■ **What is expected**: Could you copy the records below exactly, leaving out any pictures they include?

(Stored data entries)

= Beginning of Section =

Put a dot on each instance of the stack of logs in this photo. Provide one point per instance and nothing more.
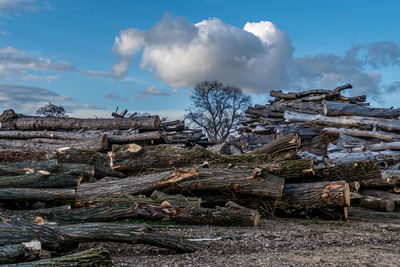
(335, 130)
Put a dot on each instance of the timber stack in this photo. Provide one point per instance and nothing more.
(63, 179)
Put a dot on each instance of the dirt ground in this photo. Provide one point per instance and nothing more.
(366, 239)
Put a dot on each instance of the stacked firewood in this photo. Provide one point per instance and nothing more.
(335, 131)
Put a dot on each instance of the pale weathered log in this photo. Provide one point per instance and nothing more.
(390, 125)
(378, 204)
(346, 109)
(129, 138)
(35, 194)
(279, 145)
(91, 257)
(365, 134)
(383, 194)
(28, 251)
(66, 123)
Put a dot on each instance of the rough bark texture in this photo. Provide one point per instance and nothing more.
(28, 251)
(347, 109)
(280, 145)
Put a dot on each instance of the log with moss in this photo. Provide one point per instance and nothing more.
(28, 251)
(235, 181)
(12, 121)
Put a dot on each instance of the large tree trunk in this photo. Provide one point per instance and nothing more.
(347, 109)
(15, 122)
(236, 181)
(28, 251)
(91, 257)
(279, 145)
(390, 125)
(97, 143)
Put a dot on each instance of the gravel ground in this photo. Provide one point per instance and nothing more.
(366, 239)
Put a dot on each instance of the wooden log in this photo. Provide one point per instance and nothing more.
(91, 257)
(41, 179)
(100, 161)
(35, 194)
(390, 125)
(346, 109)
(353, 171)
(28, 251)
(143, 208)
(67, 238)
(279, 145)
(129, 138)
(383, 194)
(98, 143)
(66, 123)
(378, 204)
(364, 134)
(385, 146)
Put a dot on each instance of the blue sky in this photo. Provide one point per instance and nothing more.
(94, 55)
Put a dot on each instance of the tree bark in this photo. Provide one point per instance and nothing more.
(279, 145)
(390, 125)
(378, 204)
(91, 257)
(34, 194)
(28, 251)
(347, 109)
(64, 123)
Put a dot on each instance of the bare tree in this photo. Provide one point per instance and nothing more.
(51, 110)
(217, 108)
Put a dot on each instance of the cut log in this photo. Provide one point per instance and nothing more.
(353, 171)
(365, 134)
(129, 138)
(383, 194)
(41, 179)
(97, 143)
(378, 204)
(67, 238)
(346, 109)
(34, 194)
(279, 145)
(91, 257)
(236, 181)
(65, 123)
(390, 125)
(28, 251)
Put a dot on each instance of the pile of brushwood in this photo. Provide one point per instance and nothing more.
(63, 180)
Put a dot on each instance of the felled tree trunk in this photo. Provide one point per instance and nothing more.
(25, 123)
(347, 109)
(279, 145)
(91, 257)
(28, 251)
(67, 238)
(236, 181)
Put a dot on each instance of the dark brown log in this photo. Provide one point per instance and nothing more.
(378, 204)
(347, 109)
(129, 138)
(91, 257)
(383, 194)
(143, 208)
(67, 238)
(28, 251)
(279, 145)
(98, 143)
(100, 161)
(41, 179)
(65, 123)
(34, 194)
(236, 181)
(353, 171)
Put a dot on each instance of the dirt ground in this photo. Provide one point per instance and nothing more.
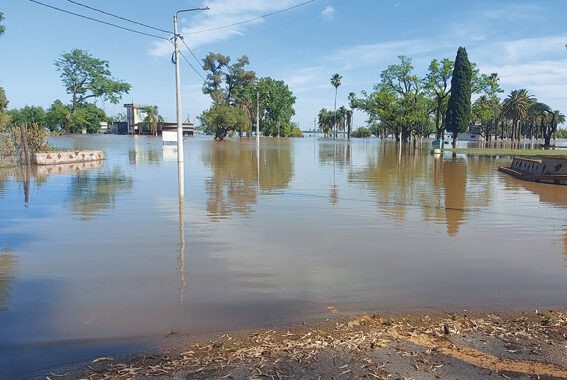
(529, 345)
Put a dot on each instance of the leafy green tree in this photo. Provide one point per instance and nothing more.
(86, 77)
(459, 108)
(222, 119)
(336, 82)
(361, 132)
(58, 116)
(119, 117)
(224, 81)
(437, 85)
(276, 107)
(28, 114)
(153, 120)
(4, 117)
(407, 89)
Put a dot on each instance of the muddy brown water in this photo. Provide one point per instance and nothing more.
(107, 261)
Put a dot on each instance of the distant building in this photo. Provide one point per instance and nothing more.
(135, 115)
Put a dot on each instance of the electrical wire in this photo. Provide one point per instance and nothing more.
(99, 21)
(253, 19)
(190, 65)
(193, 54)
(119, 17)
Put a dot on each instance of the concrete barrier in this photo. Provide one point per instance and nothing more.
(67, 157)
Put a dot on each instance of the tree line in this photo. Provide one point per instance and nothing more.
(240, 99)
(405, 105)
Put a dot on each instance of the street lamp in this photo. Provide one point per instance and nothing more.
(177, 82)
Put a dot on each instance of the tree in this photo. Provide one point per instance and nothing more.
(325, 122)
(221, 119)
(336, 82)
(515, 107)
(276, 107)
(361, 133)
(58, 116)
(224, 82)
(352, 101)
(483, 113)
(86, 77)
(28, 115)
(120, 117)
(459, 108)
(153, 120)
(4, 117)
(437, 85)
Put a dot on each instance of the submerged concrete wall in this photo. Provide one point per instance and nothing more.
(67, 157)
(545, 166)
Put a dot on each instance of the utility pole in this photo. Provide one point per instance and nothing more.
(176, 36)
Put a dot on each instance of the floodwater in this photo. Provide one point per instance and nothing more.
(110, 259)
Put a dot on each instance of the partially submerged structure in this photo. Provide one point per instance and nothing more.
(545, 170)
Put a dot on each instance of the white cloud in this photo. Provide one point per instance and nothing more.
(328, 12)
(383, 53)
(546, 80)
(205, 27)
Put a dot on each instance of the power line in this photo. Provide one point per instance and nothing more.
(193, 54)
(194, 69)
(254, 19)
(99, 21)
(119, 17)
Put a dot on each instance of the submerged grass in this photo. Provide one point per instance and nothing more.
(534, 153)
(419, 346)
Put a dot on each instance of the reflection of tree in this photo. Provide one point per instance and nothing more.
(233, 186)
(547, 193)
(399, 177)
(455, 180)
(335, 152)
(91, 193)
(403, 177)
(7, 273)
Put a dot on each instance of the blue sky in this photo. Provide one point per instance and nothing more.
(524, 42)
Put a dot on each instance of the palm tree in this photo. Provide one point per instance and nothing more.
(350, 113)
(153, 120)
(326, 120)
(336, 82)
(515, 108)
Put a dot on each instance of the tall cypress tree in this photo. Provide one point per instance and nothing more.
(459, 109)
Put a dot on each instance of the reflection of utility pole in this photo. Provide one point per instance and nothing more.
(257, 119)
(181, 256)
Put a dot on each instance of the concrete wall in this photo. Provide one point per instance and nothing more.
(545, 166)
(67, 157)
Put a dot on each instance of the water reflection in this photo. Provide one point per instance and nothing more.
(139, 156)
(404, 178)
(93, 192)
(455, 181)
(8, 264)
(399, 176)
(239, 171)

= End of Section =

■ **Response to the exercise**:
Put a dot on each instance of the stack of logs in this photo. Provide one point per instance and nothing more.
(335, 130)
Put a dot on each instance of the timber stack in this photo. Provide one point per instance and nothing more.
(63, 179)
Put a dot on each instance of the dirt ground in this photo. Provide one point per instance and nothing more.
(366, 239)
Put a dot on each instance of the stacked firewood in this photo. Provide one point per instance and nothing more.
(335, 131)
Put a dot on each instance of the pale weathered log in this photo. Provide one point per instance and nothing more.
(390, 125)
(378, 204)
(346, 109)
(129, 138)
(35, 194)
(279, 145)
(91, 257)
(365, 134)
(383, 194)
(28, 251)
(66, 123)
Put a dot on each instance of the rough bark texture in this photo. Provide one point per instance and nothing more.
(28, 251)
(347, 109)
(280, 145)
Put a dot on each instance of the log with moss in this photo. Provide one point per instance and nothing more.
(28, 251)
(235, 181)
(12, 121)
Put a dot on each instance of the large tree trunk in this photo. Provide one point per instance and nothing more.
(347, 109)
(15, 122)
(236, 181)
(28, 251)
(91, 257)
(279, 145)
(390, 125)
(97, 143)
Put a dot on each instance of the gravel ground in this photo. Provide one point per instance and nothing more.
(366, 239)
Put a dot on each instance of the wooden log in this photo. Provide one point per instance and nothing more.
(91, 257)
(41, 179)
(100, 161)
(35, 194)
(390, 125)
(346, 109)
(353, 171)
(28, 251)
(143, 208)
(67, 238)
(279, 145)
(129, 138)
(383, 194)
(98, 143)
(66, 123)
(378, 204)
(364, 134)
(385, 146)
Put a dot on each instance of the blue sky in this photo. Provide one point per instance and nothing more.
(94, 55)
Put a dot on each instance of the tree bark in this photo. Provide one point per instance and nothing more.
(279, 145)
(390, 125)
(378, 204)
(91, 257)
(34, 194)
(28, 251)
(347, 109)
(64, 123)
Put a dot on each instance of the bare tree in this photo. Provide one point per instance and nothing more.
(51, 110)
(217, 108)
Put a dot on each instance of the cut log in this photo. Provide one point per instance and nothing more.
(353, 171)
(365, 134)
(129, 138)
(383, 194)
(41, 179)
(97, 143)
(378, 204)
(67, 238)
(346, 109)
(34, 194)
(279, 145)
(91, 257)
(236, 181)
(65, 123)
(390, 125)
(28, 251)
Put a dot on each instance of the pile of brushwood in this photo. Provide one point per instance and nothing more.
(63, 180)
Put a dot on each instance of the felled tree trunk in this photo. Provide one point per instance and nothing more.
(25, 123)
(347, 109)
(279, 145)
(91, 257)
(28, 251)
(67, 238)
(236, 181)
Put a dot on each instance of the dark brown log in this photo. Provide one point per instance and nothing more.
(378, 204)
(347, 109)
(129, 138)
(91, 257)
(383, 194)
(143, 208)
(67, 238)
(28, 251)
(279, 145)
(98, 143)
(100, 161)
(41, 179)
(65, 123)
(34, 194)
(236, 181)
(353, 171)
Put a dot on each instance of the dirt ground in this photo. Provide one point per instance and nothing more.
(529, 345)
Put a dot on each instance of the leafy green tree in this photo. Provide one point per instance and nothing more.
(86, 77)
(459, 108)
(222, 119)
(336, 82)
(361, 132)
(58, 116)
(119, 117)
(224, 81)
(437, 85)
(276, 107)
(28, 114)
(153, 120)
(4, 117)
(407, 89)
Put a dot on each instance of the muddy brown water in this photo. Provide one point per instance and nothing more.
(107, 261)
Put a dot on each instance of the distant building in this photo. Provide one point per instance and nothing more.
(135, 115)
Put a dot on each instance of the electrical wire in this photo. Provide one point per instance and nothing more.
(99, 21)
(253, 19)
(190, 65)
(193, 54)
(119, 17)
Put a dot on each instance of the concrete barrier in this photo. Provide one point per instance and nothing more.
(67, 157)
Put a dot on each instance of the tree line in this photo. Provide one point per instance and nothing more.
(240, 99)
(405, 105)
Put a dot on each instance of the street lamp in this photo. Provide one point per instance and nothing more.
(177, 82)
Put a dot on each instance of the tree in this photo. Provide one point per instance and nothing more.
(325, 122)
(221, 119)
(336, 82)
(515, 107)
(276, 107)
(361, 133)
(58, 116)
(224, 82)
(352, 101)
(483, 113)
(86, 77)
(28, 115)
(120, 117)
(459, 108)
(153, 120)
(4, 117)
(437, 85)
Put a dot on each instance of the submerged concrete wall in this photo. Provide one point per instance and nothing more.
(67, 157)
(545, 166)
Put a dot on each instance of the utility pole in this photo. Provide one point per instance and nothing more.
(176, 36)
Put a dot on each instance of the floodwater in this photo. Provide one point per instance and nothing more.
(110, 259)
Put a dot on each instance of the partially submerged structure in this photo. Provide one point per instance and nothing more.
(545, 170)
Put a dot on each instance of the white cloud in this photo. Provide one point per instance and nothing more.
(328, 12)
(383, 53)
(546, 80)
(205, 27)
Put a dot on each instance of the power line in this photo. Provide one point per instance and nothing more.
(193, 54)
(194, 69)
(254, 19)
(99, 21)
(119, 17)
Put a dot on each instance of the submerged grass in this photo. Provide one point per instance and nothing more.
(534, 153)
(419, 346)
Put a dot on each instance of the reflection of tree in this photo. Provide one point per instance and nothing more.
(233, 186)
(547, 193)
(399, 177)
(455, 180)
(335, 152)
(91, 193)
(403, 177)
(7, 273)
Put a dot on each instance of the blue sky in this photo. Provide one point per instance and nothing more.
(524, 42)
Put a dot on each instance of the palm tree in this photo. Provide one point per instance and nothing more.
(350, 113)
(153, 120)
(326, 120)
(336, 82)
(515, 108)
Put a dot on each instance of the tall cypress tree in this photo. Provide one point per instance and nothing more.
(459, 109)
Put a dot on each instance of the reflection of utility pole in this photo. Provide one point per instance and nothing more.
(257, 119)
(181, 256)
Put a dot on each instance of the concrete wall in this photo. Provide one point per instance and nothing more.
(545, 166)
(67, 157)
Put a dot on each instance of the water reflection in this photo. Provide one point per instance and nothing more.
(139, 156)
(404, 178)
(93, 192)
(455, 181)
(8, 264)
(399, 176)
(239, 171)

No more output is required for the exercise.